* _SUPPLIED MATERIAL_:
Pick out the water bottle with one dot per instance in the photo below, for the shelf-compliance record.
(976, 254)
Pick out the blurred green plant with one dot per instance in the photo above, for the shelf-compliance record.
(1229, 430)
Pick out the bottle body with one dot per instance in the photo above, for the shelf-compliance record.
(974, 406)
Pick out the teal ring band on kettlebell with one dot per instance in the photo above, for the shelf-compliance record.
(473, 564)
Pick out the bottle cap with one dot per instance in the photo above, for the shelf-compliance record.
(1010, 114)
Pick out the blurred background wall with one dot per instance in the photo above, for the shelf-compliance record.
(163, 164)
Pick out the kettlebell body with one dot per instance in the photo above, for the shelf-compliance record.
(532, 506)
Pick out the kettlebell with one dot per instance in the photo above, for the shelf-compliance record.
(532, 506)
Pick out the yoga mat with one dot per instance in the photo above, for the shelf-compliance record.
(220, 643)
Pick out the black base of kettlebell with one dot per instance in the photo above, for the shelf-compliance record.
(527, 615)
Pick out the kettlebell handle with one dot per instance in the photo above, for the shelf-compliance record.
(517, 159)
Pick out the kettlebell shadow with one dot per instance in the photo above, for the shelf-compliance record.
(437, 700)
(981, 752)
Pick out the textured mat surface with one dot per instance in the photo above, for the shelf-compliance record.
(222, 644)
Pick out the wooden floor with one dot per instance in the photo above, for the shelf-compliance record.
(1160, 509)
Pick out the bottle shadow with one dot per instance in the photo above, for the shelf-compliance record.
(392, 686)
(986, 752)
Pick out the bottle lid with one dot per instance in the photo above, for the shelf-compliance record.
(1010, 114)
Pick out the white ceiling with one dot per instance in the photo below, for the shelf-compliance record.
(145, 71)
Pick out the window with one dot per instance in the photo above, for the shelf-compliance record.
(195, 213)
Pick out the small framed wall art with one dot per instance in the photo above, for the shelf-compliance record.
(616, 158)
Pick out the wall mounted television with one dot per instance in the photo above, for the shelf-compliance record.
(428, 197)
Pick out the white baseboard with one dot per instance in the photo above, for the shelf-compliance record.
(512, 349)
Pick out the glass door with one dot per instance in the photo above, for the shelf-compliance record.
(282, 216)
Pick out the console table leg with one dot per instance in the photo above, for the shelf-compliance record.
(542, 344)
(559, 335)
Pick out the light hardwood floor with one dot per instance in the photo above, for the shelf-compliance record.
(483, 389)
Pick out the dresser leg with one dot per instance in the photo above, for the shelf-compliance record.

* _EXERCISE AIM_: Make an exact copy of the listing, including every line.

* _REPLY TO THE EXERCISE_:
Pick out the water bottle with one dot per instance in the photo below, for the shelf-compliance record.
(976, 254)
Pick out the blurred green plant with one dot per instance in the photo above, for the shelf-compliance record.
(1229, 430)
Pick out the bottle body with one dot per instance in the photo above, for the shelf-compliance record.
(974, 406)
Pick out the teal ring band on kettlebell with one dot per instance in the photo above, for the shelf-compliance record.
(473, 564)
Pick out the bottle cap with one dot per instance in the photo above, for the shelf-compliance record.
(1010, 114)
Pick out the blurred background wall with one dot per instance in the photo above, for the shelf-compliance record.
(163, 164)
Pick out the kettlebell body with one dot per instance in the photo above, for the shelf-compliance record.
(532, 506)
Pick out the kettlebell with one dot per instance in the photo above, for the shelf-compliance record.
(532, 506)
Pick out the yoga mat with one dot per instance in the photo above, for the shelf-compliance record.
(220, 643)
Pick out the black base of kettlebell with one dot per instance in the photo above, for the shelf-compliance record.
(527, 615)
Pick out the kettlebell handle with one dot per instance in the photo above, for the shelf-compliance record.
(517, 159)
Pick out the kettlebell shadow with one dot per instance in the photo above, for the shelf-compliance record.
(437, 700)
(981, 752)
Pick out the textured mat surface with one dot per instance in the photo above, for the shelf-compliance record.
(222, 644)
Pick out the wooden floor with one dot per instance in the photo above, for the shelf-compliance record.
(1160, 509)
Pick out the bottle shadow with one dot per instance in the photo above, for the shelf-compliance record.
(392, 686)
(986, 752)
Pick out the bottle lid with one dot per instance in the photo above, for the shelf-compliance record.
(1010, 114)
Pick out the white ceiling with one dot per instance in the photo below, for the shelf-compliance record.
(145, 71)
Pick out the window with one dot per instance in the photo above, for the shelf-compliance record.
(195, 213)
Pick out the small framed wall art with one dot per instance in the photo above, for the shelf-compliance record.
(616, 158)
Pick out the wall mounted television with one dot per instance in the photo above, for the shelf-compliance record.
(428, 197)
Pick out the white baseboard with one dot per instance in the photo above, for the shelf-compliance record.
(512, 349)
Pick out the glass door with one dot per instance in the photo above, for the shelf-compliance record.
(282, 216)
Pick out the console table leg with one dot per instance in the photo above, for the shelf-compliance record.
(542, 344)
(559, 335)
Pick out the light hardwood floor with one dot per instance in the photo above, for the shelf-compliance record.
(483, 389)
Pick out the dresser leg with one dot per instance in the photo above, for the shelf-compliance record.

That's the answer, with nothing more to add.